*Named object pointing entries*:

>> BEGIN

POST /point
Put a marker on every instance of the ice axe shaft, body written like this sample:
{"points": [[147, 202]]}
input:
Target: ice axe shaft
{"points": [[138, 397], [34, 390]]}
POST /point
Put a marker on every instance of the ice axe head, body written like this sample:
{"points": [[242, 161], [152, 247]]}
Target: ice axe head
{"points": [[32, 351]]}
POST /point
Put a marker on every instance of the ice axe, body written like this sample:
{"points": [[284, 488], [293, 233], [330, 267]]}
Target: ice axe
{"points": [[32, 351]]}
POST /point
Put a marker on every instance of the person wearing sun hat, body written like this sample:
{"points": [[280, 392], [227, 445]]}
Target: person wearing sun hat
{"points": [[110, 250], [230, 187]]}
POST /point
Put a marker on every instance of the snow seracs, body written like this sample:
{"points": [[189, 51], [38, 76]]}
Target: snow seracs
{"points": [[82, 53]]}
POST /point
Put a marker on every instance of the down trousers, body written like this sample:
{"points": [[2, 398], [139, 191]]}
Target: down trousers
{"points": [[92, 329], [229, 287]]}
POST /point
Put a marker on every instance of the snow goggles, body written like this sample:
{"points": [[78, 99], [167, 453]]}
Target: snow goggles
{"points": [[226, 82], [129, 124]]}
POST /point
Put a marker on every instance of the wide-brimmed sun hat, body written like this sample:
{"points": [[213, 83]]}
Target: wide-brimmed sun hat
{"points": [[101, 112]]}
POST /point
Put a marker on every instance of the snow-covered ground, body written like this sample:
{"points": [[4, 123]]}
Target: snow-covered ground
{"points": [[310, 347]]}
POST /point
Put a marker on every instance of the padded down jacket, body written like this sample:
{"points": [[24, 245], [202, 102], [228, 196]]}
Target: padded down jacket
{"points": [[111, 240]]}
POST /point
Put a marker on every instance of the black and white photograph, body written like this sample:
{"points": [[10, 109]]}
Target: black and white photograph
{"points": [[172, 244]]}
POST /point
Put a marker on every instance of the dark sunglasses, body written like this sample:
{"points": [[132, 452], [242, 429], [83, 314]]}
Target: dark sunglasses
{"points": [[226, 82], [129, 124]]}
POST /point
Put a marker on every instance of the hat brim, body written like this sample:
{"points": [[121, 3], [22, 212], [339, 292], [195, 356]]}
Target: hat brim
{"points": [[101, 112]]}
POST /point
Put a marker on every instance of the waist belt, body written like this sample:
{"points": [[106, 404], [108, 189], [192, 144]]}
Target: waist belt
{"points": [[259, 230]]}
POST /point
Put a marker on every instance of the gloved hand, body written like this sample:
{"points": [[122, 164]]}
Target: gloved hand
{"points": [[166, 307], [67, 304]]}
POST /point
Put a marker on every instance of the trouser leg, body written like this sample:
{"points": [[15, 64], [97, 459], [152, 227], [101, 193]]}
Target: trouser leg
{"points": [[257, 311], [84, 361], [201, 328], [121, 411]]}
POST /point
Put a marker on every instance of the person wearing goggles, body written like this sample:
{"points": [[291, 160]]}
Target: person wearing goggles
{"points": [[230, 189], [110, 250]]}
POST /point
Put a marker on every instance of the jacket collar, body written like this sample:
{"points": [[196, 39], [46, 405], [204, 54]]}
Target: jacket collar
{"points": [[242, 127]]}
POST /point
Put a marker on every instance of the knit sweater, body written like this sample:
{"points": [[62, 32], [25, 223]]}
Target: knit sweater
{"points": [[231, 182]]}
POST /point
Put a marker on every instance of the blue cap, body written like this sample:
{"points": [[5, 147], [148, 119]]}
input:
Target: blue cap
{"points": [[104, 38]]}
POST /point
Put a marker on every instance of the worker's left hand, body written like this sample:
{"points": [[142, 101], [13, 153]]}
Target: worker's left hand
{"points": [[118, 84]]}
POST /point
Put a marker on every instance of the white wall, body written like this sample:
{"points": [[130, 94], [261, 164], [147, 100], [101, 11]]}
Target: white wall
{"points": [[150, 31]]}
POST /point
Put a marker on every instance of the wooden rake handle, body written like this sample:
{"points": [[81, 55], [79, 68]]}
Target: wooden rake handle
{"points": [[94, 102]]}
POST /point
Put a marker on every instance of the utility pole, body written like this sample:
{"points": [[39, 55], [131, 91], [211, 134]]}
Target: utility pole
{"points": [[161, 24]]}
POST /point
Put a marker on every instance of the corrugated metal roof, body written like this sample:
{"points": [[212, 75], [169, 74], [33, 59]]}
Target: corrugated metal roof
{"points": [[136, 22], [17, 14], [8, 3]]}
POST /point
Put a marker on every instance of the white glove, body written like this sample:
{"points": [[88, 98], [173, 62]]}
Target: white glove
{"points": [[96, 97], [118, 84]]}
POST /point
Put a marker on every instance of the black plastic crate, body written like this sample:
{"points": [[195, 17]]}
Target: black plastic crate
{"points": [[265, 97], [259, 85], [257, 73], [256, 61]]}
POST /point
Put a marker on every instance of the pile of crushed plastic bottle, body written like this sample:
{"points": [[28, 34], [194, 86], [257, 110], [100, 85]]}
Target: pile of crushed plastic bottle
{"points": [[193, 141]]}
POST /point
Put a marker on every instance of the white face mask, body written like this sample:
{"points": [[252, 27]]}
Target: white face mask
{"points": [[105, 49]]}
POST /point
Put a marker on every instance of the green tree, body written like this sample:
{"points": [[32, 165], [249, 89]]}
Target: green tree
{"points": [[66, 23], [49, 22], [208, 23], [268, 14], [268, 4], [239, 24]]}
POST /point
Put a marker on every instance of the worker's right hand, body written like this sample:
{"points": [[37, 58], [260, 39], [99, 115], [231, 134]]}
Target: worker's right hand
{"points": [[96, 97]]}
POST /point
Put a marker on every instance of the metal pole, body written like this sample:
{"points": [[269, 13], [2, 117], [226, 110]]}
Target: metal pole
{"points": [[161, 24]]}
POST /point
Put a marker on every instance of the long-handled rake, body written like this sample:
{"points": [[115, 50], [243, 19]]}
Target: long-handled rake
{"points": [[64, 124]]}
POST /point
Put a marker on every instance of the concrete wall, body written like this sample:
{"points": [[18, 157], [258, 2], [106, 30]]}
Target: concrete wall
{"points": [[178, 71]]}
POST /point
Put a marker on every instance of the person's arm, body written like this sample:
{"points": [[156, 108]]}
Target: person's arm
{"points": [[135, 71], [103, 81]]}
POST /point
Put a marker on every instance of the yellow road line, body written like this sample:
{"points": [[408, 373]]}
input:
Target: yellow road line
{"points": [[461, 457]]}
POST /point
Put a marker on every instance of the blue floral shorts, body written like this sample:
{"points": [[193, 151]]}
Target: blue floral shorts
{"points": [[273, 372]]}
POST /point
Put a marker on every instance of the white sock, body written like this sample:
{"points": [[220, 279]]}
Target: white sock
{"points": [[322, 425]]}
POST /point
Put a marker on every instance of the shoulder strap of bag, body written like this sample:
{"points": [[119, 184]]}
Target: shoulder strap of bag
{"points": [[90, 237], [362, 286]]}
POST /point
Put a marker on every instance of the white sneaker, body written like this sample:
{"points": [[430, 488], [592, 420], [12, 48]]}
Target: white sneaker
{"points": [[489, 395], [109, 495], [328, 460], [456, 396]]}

>> END
>> BEGIN

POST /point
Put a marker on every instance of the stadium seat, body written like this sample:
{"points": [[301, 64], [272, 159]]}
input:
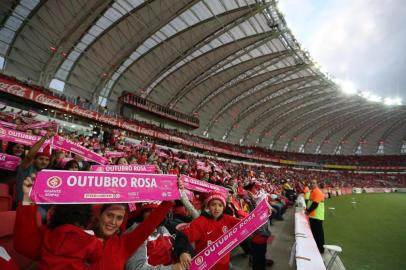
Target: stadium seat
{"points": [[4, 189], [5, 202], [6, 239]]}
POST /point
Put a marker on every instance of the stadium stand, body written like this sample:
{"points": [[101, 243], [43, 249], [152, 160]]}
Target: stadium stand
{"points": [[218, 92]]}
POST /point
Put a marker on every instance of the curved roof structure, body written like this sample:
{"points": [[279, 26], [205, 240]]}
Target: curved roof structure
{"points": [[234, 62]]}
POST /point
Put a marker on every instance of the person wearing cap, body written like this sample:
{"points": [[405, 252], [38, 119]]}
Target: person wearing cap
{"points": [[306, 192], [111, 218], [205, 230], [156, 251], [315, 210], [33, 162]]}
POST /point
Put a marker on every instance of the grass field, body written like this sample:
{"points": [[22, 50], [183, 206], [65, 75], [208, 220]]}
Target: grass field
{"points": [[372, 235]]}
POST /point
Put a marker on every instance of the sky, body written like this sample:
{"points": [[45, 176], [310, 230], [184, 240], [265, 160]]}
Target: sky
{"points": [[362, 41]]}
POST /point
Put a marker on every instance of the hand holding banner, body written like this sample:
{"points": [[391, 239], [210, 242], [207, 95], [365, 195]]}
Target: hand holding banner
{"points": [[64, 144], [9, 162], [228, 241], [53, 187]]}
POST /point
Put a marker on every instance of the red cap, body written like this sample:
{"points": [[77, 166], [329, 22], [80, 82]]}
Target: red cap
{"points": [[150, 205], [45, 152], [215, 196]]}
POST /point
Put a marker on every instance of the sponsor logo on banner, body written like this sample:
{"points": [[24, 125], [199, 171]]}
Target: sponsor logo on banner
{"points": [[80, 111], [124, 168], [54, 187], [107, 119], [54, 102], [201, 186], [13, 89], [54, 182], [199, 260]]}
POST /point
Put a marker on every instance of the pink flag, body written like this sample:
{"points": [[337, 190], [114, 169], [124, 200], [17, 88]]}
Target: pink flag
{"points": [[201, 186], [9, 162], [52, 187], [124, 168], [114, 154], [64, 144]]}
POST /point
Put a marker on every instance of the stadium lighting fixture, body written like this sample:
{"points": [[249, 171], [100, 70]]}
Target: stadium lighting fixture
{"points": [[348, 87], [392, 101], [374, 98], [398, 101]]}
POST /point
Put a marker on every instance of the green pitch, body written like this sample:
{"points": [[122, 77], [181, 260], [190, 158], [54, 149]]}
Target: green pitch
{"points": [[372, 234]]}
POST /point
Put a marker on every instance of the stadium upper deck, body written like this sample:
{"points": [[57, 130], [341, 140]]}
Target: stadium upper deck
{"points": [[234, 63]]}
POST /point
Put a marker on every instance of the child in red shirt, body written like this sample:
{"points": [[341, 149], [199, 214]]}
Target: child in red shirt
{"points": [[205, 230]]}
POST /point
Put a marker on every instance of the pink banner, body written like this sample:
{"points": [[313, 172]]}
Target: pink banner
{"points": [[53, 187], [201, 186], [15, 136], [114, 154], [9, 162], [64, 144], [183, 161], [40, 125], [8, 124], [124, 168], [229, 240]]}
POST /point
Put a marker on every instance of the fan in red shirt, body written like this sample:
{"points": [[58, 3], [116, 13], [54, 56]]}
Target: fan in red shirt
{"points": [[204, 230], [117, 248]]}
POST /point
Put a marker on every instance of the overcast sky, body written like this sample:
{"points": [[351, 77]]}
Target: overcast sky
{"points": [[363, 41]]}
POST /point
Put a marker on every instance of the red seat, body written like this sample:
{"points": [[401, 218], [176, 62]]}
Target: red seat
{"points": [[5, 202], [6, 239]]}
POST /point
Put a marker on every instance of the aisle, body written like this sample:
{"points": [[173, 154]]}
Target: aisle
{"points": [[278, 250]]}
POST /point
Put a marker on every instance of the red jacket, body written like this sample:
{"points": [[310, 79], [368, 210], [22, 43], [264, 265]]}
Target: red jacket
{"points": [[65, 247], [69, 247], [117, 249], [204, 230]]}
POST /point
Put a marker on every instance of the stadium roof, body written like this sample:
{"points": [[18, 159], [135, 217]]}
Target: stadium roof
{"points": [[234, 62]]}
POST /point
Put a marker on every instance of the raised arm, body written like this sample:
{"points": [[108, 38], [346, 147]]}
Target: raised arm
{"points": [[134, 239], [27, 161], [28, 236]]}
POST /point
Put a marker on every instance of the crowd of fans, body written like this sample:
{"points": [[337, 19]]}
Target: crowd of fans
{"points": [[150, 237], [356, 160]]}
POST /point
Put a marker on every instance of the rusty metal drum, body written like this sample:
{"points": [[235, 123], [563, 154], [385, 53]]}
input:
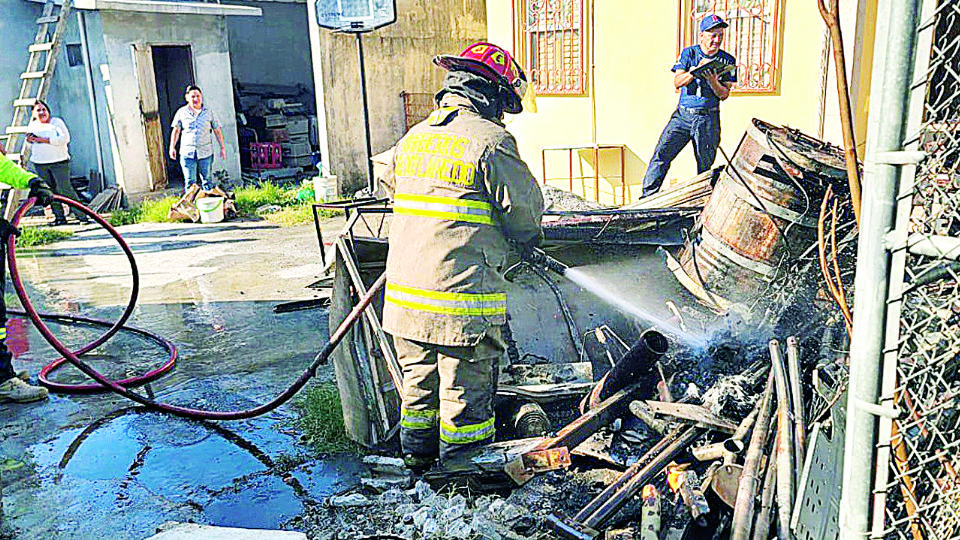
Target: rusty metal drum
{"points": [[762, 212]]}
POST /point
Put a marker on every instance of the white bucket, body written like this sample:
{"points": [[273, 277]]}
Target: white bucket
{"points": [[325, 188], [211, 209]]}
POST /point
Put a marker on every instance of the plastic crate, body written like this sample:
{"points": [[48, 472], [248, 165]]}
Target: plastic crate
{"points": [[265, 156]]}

>> END

*WORK INSTRUCTIONS*: Gather every line above that contains the word "trousers", matching case exactly.

*SOLUTION*:
Put a marker on every instance of the down trousers, body written like this sample:
Target: down trousers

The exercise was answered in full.